## [Passage to read]
■ ■ ■ ■ ■ ■ ■

Podcast: Improving the reliability of the PATRIOT missile defense system with vibration analysis

DA: I sure can, so a little bit background to get to that question, is that with the initial analysis of the weld fractures, the OEM did identify some issues with weld quality on that. It's a tough place to do a weld. Some of the pictures that I presented during the presentation showed the angles and the structure of the stator. It's a tricky place to weld and there were some problems with weld penetration that the OEM addressed.

The key thing here – I was very unsatisfied with the weld quality being a root cause. I definitely understood and I was on hand where we saw some of the dimensional problems with the weld, and then the OEM did a really good job of some destructive testing on the weld to identify where they might have had some issues at some voids. But again, I was not satisfied with that for good reason. The tactical quiet generators, and I'm going to date myself here, but when we fielded those we had a similar problem that did not involve weld fractures, but it involved what we call a cleaving of the rotor – a very difficult, very odd type of failure. But if you can imagine a piece of steel rotor which is maybe 3 inches in diameter, and if you just wrung it, that's what it looked like, like the shaft would get twisted.

■ ■ ■ ■ ■ ■ ■

## [Excerpted data]
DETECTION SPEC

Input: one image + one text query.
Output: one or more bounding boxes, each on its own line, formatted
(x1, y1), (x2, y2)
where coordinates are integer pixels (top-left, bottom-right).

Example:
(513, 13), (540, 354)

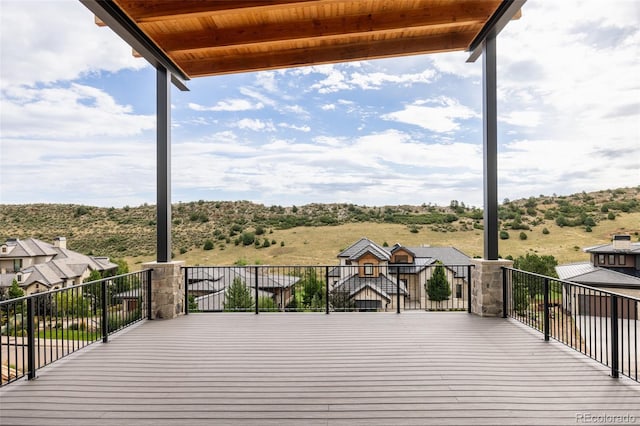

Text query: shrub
(241, 232), (256, 246)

■ ■ ■ ■ ■ ■ ■

## [What the exercise asks]
Please continue the PATRIOT missile defense podcast transcript above, picking up right after its final sentence.

## [Task result]
And so if you go back maybe 25 years, we addressed this at the beginning of the TQG fielding for PATRIOT, where we had these catastrophic failures with the rotor. Now this was my first introduction to vibration analysis. Before that I knew nothing about it and at the time we guessed that we might need to do that kind of analysis to figure out what was going on. What we found was a structural resonance right at turning speed. This will make more sense in a couple of seconds when I get to the to the next part, but turning speed on these sets is 2000 rpm instead of 1800 rpm that are on the 60 Hertz sets. It happened that on the TQG, this resonance occurred right at turning speed, right about 33 Hertz. 

And you could hear it! You almost didn't need a vibration analysis tool, you could hear it – when this machine moved in and out of that resonance, there was a grinding sound. So we treated that at the time, again I was a novice vibration analysis person at the time, but we treated that, based on a lot of good advice I received and research that we did, with a stiffening bracket.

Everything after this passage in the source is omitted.